Data rows:
——
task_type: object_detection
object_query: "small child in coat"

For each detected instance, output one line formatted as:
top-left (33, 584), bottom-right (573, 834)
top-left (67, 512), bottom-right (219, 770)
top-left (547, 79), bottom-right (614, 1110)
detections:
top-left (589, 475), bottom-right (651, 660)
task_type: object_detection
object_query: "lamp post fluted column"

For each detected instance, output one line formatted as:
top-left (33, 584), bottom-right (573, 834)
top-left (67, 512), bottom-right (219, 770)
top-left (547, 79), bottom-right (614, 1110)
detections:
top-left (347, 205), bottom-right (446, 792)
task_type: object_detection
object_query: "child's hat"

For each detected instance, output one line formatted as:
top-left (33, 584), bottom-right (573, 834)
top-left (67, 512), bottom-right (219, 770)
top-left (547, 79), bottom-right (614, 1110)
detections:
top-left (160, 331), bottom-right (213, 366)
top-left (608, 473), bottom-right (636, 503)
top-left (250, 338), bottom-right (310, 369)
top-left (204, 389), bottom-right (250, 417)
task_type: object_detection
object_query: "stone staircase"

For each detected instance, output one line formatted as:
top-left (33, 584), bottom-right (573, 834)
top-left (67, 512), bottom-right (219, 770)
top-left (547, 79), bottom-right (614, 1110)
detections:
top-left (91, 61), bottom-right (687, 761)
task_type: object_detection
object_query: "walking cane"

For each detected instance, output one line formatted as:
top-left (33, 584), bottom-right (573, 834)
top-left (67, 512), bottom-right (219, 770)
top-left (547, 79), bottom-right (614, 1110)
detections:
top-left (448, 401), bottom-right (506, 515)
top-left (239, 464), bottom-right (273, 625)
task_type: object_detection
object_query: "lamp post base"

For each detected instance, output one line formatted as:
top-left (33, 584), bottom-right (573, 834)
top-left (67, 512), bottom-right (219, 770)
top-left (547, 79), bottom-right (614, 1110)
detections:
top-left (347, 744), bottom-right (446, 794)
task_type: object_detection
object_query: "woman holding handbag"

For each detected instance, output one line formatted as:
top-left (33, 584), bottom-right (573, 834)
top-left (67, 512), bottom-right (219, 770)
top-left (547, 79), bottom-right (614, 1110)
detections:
——
What you are asked to do: Rewrite all of the entries above as a single numbered list with one line per item, leaving out the blank lines.

Result of this exercise:
1. task_type: object_detection
2. object_query: "small child in coat"
3. For each detected instance, output one line formatted as:
4. top-left (33, 584), bottom-right (573, 834)
5. top-left (67, 512), bottom-right (219, 770)
6. top-left (547, 79), bottom-right (614, 1110)
7. detections:
8. top-left (589, 475), bottom-right (651, 660)
9. task_type: object_detection
10. object_query: "lamp post fluted column"
11. For each detected instance, output one line formatted as:
12. top-left (33, 584), bottom-right (573, 834)
13. top-left (67, 512), bottom-right (219, 770)
14. top-left (547, 79), bottom-right (614, 1110)
15. detections:
16. top-left (347, 205), bottom-right (446, 792)
17. task_type: object_detection
18. object_query: "child's hat"
19. For each detected instance, output one line formatted as:
20. top-left (33, 584), bottom-right (573, 834)
21. top-left (67, 512), bottom-right (219, 770)
22. top-left (547, 79), bottom-right (614, 1110)
23. detections:
24. top-left (160, 331), bottom-right (213, 366)
25. top-left (608, 473), bottom-right (636, 503)
26. top-left (250, 338), bottom-right (310, 369)
27. top-left (204, 389), bottom-right (250, 417)
28. task_type: object_detection
29. object_query: "stone staircase"
30. For each detected instance, output one line formatted as:
31. top-left (33, 584), bottom-right (573, 834)
32. top-left (67, 512), bottom-right (219, 770)
33. top-left (547, 79), bottom-right (614, 1110)
34. detections:
35. top-left (91, 61), bottom-right (687, 761)
36. task_type: object_detection
37. object_query: "walking cane"
38. For each detected instance, output one line formatted as:
39. top-left (33, 584), bottom-right (573, 834)
40. top-left (67, 512), bottom-right (219, 770)
41. top-left (547, 79), bottom-right (614, 1110)
42. detections:
43. top-left (448, 401), bottom-right (506, 515)
44. top-left (239, 464), bottom-right (273, 625)
45. task_type: object_detection
46. object_query: "lamp post base"
47. For each detected instance, output one line formatted as:
48. top-left (33, 584), bottom-right (573, 834)
49. top-left (67, 512), bottom-right (219, 770)
50. top-left (547, 79), bottom-right (614, 1110)
51. detections:
52. top-left (347, 744), bottom-right (446, 794)
53. task_type: object_detection
54. object_query: "woman holding handbag"
55. For each detected instance, output one line formatted as:
56. top-left (33, 584), bottom-right (573, 834)
57. top-left (67, 512), bottom-right (219, 770)
58. top-left (547, 79), bottom-right (614, 1110)
59. detections:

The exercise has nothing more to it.